Referring expression data
......

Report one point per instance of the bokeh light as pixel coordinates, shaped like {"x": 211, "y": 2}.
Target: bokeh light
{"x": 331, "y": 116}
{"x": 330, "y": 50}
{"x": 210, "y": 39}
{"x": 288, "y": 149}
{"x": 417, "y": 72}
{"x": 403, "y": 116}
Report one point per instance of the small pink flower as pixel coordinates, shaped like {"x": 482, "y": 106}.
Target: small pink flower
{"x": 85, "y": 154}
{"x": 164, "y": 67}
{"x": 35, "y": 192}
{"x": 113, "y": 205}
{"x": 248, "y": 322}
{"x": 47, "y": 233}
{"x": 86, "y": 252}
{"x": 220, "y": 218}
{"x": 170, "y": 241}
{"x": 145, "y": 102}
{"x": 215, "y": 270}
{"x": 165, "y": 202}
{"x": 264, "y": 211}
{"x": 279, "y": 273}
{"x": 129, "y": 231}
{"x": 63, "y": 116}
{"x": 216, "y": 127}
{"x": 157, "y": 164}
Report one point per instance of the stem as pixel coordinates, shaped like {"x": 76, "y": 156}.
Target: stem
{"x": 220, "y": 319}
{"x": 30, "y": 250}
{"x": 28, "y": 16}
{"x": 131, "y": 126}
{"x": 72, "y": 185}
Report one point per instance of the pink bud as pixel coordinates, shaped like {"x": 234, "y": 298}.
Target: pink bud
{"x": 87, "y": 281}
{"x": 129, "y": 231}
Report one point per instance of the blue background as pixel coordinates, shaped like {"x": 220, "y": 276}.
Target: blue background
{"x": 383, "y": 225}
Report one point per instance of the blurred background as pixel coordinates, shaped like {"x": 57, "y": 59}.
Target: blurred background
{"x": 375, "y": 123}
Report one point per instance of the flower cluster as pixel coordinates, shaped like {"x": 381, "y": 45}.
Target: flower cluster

......

> _EXERCISE GOAL_:
Only the lines from the line with "Report one point per instance of the pink" to the final line of the entries are to be returned, each exactly as written, both ends included.

> _OUTPUT BELOW_:
Report one point per instance of the pink bud as pixel coordinates, shaped like {"x": 234, "y": 298}.
Target: pink bud
{"x": 87, "y": 281}
{"x": 129, "y": 231}
Report one point per instance of the blue background as pixel coordinates, shaped like {"x": 220, "y": 276}.
Target: blue background
{"x": 383, "y": 225}
Report one point per instance of the blurred background as pixel coordinates, shaped like {"x": 57, "y": 59}.
Target: blurred background
{"x": 375, "y": 123}
Report one point per instance of the flower cluster as pixel coordinates, shaped like {"x": 381, "y": 45}.
Target: flower cluster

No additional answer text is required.